**WORK TO COMPLETE**
Verbatim copy without images: repeat the records in full.

Start of EXTRACTED MATERIAL

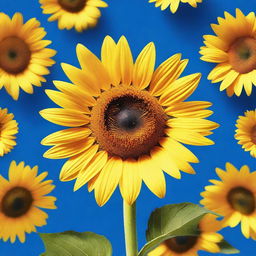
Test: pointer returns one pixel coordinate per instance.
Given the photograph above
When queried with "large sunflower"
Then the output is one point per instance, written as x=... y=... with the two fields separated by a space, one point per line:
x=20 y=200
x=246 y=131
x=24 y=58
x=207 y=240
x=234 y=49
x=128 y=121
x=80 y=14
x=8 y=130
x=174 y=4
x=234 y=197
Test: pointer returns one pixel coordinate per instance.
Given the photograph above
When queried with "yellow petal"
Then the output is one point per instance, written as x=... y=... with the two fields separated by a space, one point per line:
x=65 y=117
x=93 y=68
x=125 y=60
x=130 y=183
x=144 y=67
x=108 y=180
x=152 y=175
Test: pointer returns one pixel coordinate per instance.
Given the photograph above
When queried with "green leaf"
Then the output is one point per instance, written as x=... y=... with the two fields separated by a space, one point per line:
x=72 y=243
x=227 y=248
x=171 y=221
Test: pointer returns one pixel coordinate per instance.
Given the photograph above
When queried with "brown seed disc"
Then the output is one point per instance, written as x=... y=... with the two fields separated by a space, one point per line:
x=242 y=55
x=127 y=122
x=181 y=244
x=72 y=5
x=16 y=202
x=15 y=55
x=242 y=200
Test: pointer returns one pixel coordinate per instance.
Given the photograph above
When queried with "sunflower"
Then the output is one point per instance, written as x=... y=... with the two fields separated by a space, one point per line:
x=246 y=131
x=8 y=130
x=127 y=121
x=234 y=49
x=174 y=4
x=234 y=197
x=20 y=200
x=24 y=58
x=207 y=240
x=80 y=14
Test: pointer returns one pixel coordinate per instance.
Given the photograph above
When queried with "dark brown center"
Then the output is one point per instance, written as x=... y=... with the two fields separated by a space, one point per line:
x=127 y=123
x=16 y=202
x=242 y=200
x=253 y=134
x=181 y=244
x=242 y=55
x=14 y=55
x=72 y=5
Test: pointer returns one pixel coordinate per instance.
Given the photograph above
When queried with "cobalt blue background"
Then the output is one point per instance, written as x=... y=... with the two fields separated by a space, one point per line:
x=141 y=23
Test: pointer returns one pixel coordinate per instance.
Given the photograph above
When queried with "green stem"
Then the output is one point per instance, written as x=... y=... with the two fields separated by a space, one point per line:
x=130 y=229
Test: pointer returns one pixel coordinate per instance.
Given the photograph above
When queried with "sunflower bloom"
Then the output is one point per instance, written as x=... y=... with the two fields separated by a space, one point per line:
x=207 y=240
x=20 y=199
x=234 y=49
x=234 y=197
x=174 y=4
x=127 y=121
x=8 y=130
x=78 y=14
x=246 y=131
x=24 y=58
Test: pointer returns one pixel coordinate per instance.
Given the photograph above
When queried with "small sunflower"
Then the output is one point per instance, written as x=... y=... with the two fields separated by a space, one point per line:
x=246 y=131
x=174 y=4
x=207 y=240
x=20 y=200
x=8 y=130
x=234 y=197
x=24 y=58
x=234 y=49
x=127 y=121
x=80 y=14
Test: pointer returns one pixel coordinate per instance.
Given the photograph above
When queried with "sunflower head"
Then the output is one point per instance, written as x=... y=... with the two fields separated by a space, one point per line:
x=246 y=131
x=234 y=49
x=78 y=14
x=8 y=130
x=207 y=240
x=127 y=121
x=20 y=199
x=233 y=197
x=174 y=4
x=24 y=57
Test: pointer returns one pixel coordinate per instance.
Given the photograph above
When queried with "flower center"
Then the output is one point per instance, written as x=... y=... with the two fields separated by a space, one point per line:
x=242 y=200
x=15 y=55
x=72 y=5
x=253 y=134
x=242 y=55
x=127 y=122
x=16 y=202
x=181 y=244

End of EXTRACTED MATERIAL

**EXPECTED ANSWER**
Test: pointer returns one pixel coordinate per instance.
Given the photograph above
When queried with "large sunflower"
Then the output is one point per instance, written as x=... y=... with the two fields separated by a space, one point per line:
x=20 y=200
x=246 y=131
x=24 y=58
x=207 y=240
x=234 y=49
x=128 y=121
x=80 y=14
x=8 y=130
x=174 y=4
x=234 y=197
Test: pointer returns one pixel coordinate per instance.
Given the photograph above
When queried with "yellow petal"
Then the output is one point per instance, written as x=... y=... with the two fields separated by a space, one point per line:
x=65 y=117
x=93 y=68
x=125 y=60
x=130 y=183
x=144 y=67
x=108 y=180
x=152 y=175
Test: pointer returns one pixel coordinate per instance.
Given the photograph above
When queried with "green leaf"
Then the output is one point per instance, written as x=... y=... with the two fields separated by a space, one point per line:
x=72 y=243
x=227 y=248
x=171 y=221
Test: pointer returns one pixel coordinate per instance.
Given the photograph above
When queried with "brown seed disc"
Then the output is one point per instance, written as x=... y=... with the two fields separated by a space, one point per line:
x=242 y=55
x=127 y=122
x=181 y=244
x=72 y=5
x=16 y=202
x=15 y=55
x=242 y=200
Test: pointer returns one pixel coordinate per instance.
Given the photograph above
When queried with "sunflower"
Then the output is one point per instance, written as x=... y=... with the two fields separated by a space, one point per line:
x=246 y=131
x=8 y=130
x=127 y=121
x=234 y=49
x=174 y=4
x=234 y=197
x=20 y=200
x=24 y=58
x=207 y=240
x=80 y=14
Test: pointer returns one pixel coordinate per instance.
Given the photograph above
When queried with "dark brown center"
Then the output is one point per instance, written as x=... y=... with the two fields separated by a space, one point per line:
x=127 y=123
x=16 y=202
x=242 y=200
x=253 y=134
x=181 y=244
x=242 y=55
x=14 y=55
x=72 y=5
Test: pointer returns one pixel coordinate per instance.
Given the photograph above
When queried with "cobalt blue background"
Then the output is one point per instance, written as x=... y=... with the two fields separated by a space, one point per line:
x=141 y=23
Test: pointer returns one pixel coordinate per instance.
Given the photograph above
When queried with "green stem"
Then the output is one point per instance, written as x=... y=... with the two fields separated by a space, one point per line:
x=130 y=229
Test: pointer returns one pixel coordinate per instance.
Given the photograph above
When queried with "sunflower bloom"
Then the output is one point per instance, written as x=... y=... with the two fields separated by a space, one point per line:
x=207 y=240
x=20 y=199
x=234 y=49
x=234 y=197
x=174 y=4
x=127 y=121
x=8 y=130
x=78 y=14
x=246 y=131
x=24 y=58
Test: pointer returns one pixel coordinate per instance.
Given the photograph above
When queried with "small sunflower"
Then the output is one point per instance, written as x=... y=... with the two fields separated by a space, one point per line:
x=246 y=131
x=174 y=4
x=207 y=240
x=20 y=200
x=8 y=130
x=234 y=197
x=24 y=58
x=234 y=49
x=127 y=121
x=80 y=14
Test: pointer returns one pixel coordinate per instance.
Given the photograph above
When queried with "sunflower head"
Then the output is one point per instance, written as x=... y=... with the two fields separated by a space, one point per line:
x=246 y=131
x=234 y=49
x=78 y=14
x=8 y=130
x=207 y=240
x=127 y=121
x=20 y=199
x=233 y=197
x=174 y=4
x=24 y=57
Test: pointer returns one pixel coordinate per instance.
Given the photograph above
When queried with "flower center"
Then the output is one point per instance, written as x=... y=... with the two fields separated by a space, one point per line:
x=242 y=200
x=15 y=55
x=72 y=5
x=253 y=134
x=242 y=55
x=127 y=122
x=16 y=202
x=181 y=244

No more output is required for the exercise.